■ Goal ■
Copy the stretch of entries from the start through the line containing "218 68 L 218", keeping every line, including the requests. Multiply each coordinate in the outline answers by 0.2 and round to whole numbers, with halves rounding up, but leave the numbers in the requests and format samples unchanged.

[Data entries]
────────────────
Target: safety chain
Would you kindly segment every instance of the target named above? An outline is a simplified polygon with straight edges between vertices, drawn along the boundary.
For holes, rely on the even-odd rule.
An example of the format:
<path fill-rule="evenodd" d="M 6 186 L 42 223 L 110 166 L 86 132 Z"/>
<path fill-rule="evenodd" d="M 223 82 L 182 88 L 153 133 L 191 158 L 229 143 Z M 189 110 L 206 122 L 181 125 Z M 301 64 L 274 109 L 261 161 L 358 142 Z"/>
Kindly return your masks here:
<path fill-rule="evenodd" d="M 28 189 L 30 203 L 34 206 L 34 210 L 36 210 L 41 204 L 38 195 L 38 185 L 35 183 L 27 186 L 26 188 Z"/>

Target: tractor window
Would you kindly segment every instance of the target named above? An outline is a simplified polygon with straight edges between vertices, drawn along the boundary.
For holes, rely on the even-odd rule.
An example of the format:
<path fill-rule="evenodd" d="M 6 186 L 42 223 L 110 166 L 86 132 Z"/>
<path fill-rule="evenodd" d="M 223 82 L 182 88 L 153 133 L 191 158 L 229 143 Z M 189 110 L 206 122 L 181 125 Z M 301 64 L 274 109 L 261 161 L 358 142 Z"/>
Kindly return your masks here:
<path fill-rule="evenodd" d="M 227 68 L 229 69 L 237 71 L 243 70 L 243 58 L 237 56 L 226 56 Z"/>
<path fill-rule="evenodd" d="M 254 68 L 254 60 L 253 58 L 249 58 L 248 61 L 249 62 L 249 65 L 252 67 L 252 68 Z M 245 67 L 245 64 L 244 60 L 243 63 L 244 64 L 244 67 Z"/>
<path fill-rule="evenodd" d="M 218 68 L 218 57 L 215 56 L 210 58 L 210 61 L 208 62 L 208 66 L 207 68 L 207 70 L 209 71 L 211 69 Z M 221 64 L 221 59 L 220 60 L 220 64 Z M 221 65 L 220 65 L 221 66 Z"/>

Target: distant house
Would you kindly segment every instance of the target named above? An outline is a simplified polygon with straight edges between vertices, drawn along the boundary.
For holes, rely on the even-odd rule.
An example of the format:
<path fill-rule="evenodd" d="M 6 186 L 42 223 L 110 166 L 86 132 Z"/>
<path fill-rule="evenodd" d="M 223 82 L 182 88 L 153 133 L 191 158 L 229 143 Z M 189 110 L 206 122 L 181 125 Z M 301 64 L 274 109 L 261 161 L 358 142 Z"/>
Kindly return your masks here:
────────────────
■ The completed task ■
Target: safety chain
Would you kindly segment every instance of the target named above? An outline is a simplified polygon with straight edges between vertices, drawn along the boundary.
For holes, rely on the even-odd rule.
An example of the format:
<path fill-rule="evenodd" d="M 6 186 L 42 223 L 110 166 L 86 132 Z"/>
<path fill-rule="evenodd" d="M 223 82 L 182 88 L 153 133 L 191 158 L 229 143 Z M 189 110 L 206 122 L 181 125 Z M 301 64 L 274 109 L 261 161 L 358 142 Z"/>
Kindly return your masks here:
<path fill-rule="evenodd" d="M 6 38 L 6 41 L 7 41 L 7 42 L 7 42 L 8 41 L 8 39 L 8 37 L 7 37 L 5 37 L 5 38 Z"/>

Target: tractor window
Would you kindly segment every instance of the target named above? An outline is a simplified polygon with straight edges between vertices, drawn along the boundary.
For holes, rely on the even-odd rule.
An example of the format:
<path fill-rule="evenodd" d="M 6 186 L 42 223 L 110 166 L 86 132 Z"/>
<path fill-rule="evenodd" d="M 223 82 L 182 88 L 153 133 L 191 158 L 229 143 Z M 189 110 L 206 122 L 181 125 Z M 301 64 L 274 109 L 261 161 L 358 142 Z"/>
Kindly return your masks here:
<path fill-rule="evenodd" d="M 45 14 L 46 14 L 47 14 L 49 14 L 49 12 L 47 11 L 45 11 Z"/>
<path fill-rule="evenodd" d="M 51 14 L 51 12 L 51 12 L 50 12 L 50 12 L 50 12 L 50 13 L 50 13 L 50 14 Z M 49 13 L 49 13 L 49 12 L 49 13 L 49 13 L 49 13 Z"/>
<path fill-rule="evenodd" d="M 44 14 L 44 11 L 43 11 L 42 12 L 42 12 L 42 12 L 42 13 L 41 14 L 41 14 L 42 14 L 42 14 Z M 44 13 L 44 12 L 44 12 L 44 13 Z M 44 13 L 44 13 L 44 13 Z"/>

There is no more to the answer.